_QUOTED PASSAGE_.
___

Why do you always speak to us Swedish learners in English? 
 
I know you're very, very good at English, and I know my Swedish is far from perfect. But surely if I could only practise my Swedish a little then you wouldn't need to be doing me any more language favours. 
 
I remember when I was new to Sweden and I'd prepared all night for a shopping exchange. I had my eye on some red trousers and I was going to buy them - in Swedish - from a hipster hangout in Stockholm. My accent was questionable but my grammar was flawless.
 
I went in and said "Hello, I'd like to buy these trousers, please".
 
"Splendid choice, young man," the shopkeeper responded in English, twirling his moustache. "They're a dashing pair indeed."
 
The trousers were splendid, he was right, but why was he talking about them in English
 
Upon more than three years' reflection, I've decided on three reasons why Swedes answer foreigners in English.
 
1: Efficiency. Why mess around when you can get to the point?
2: You like speaking English and want to practise.

___

_TASK A_.
In the passage about speaking English in Sweden, what color were the trousers the writer planned to buy?
_TASK B_.
Rewrite the passage about speaking English in Sweden from "The trousers were" up to and including "to the point?", putting "Speed" in place of "Efficiency".

___

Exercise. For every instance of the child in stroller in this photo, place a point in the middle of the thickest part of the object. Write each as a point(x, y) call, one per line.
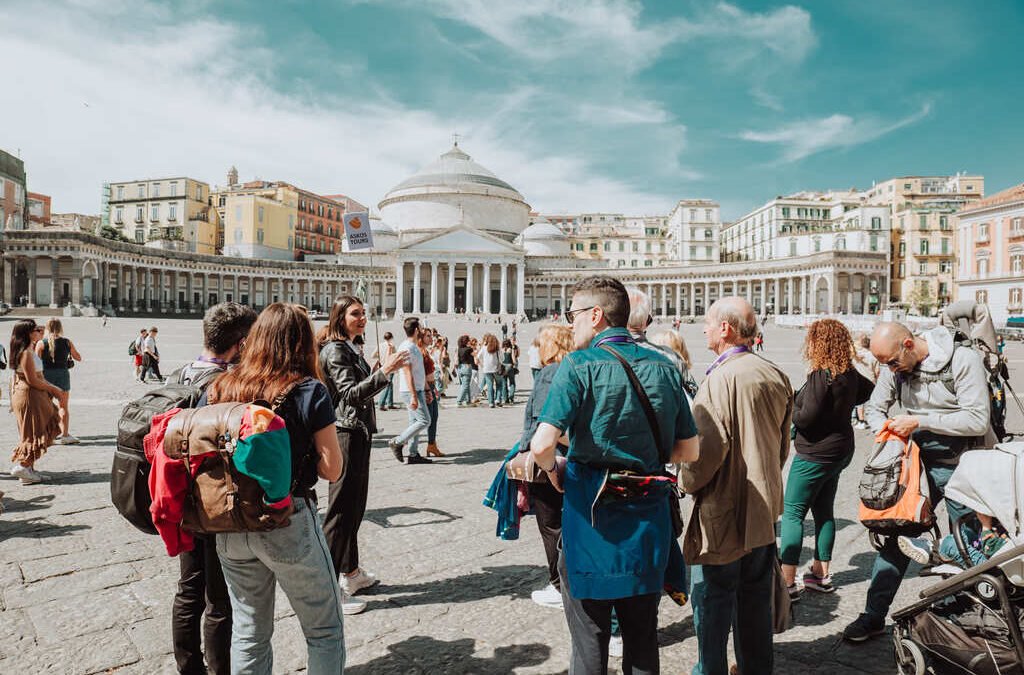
point(970, 622)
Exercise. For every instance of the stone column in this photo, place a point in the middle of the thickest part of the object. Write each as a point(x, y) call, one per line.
point(433, 288)
point(520, 292)
point(504, 290)
point(54, 283)
point(31, 269)
point(451, 287)
point(485, 298)
point(399, 281)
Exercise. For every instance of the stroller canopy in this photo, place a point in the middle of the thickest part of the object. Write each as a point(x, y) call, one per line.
point(991, 481)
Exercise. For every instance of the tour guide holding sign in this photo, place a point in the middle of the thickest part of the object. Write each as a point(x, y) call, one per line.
point(357, 230)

___

_TASK SOLUTION A_.
Red.

_TASK SOLUTION B_.
The trousers were splendid, he was right, but why was he talking about them in English
 
Upon more than three years' reflection, I've decided on three reasons why Swedes answer foreigners in English.
 
1: Speed. Why mess around when you can get to the point?